Exercise:
Answer these questions from the text on the hydramem codebase:
(a) To how many dimensions is the embedding model truncated?
(b) Which packages does hydramem/garden/ depend on?
(c) Which module in hydramem/core/ handles count_tokens() via tiktoken?

The embedding model (nomic-ai/nomic-embed-text-v1.5, truncated to 512-d) runs 100 % locally on CPU via fastembed or sentence-transformers.
Telemetry (SQLite)¶
~/.hydramem/metrics.db stores a events table with per-tool-call metrics. See telemetry.md.
Module Map¶
The codebase is organised around SOLID principles and a strict dependency hierarchy — arrows show allowed import direction (lower layers never import from higher ones).
hydramem/core/ ← zero dependencies (types, config, logging, tokens)
hydramem/llm/ ← depends on core/
hydramem/storage/ ← depends on core/
hydramem/ingest/ ← depends on core/, llm/, storage/
hydramem/verification/ ← depends on core/, llm/
hydramem/garden/ ← depends on core/, llm/, storage/, verification/
hydramem/search.py ← depends on core/, ingest/, storage/, verification/
hydramem/server.py ← depends on all of the above
Sub-package detail¶
hydramem/core/ — Domain primitives (SRP)¶
| Module | Responsibility |
|---|---|
types.py |
Pure dataclasses: Chunk, Entity, Relation |
config.py |
Config class + YAML/env resolution |
logging.py |
get_logger() factory |
tokens.py |
count_tokens() via tiktoken |
hydramem/llm/ — LLM provider abstraction (OCP + DIP)¶
| Module | Responsibility |
|---|---|
base.py |
LLMProvider Protocol — the DIP boundary |
ollama.py |
OllamaProvider — local inference |
openai.py |
OpenAIProvider — OpenAI API |
anthropic.py |
AnthropicProvider — Anthropic Claude API |
factory.py |
create_provider(), call_llm() — registry + singleton |
Adding a new LLM backend: create one file + add one entry to the registry. Zero other files change.

Data excerpt:
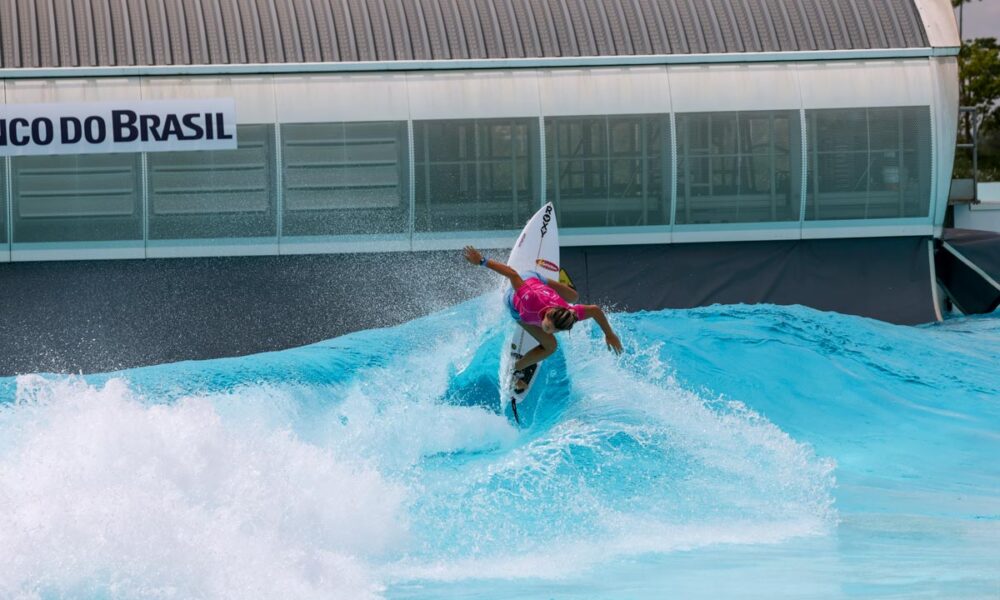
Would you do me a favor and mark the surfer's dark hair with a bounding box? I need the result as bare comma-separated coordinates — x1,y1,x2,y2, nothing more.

Expected output:
(a) 512 dimensions (512-d).
(b) core/, llm/, storage/ and verification/.
(c) tokens.py.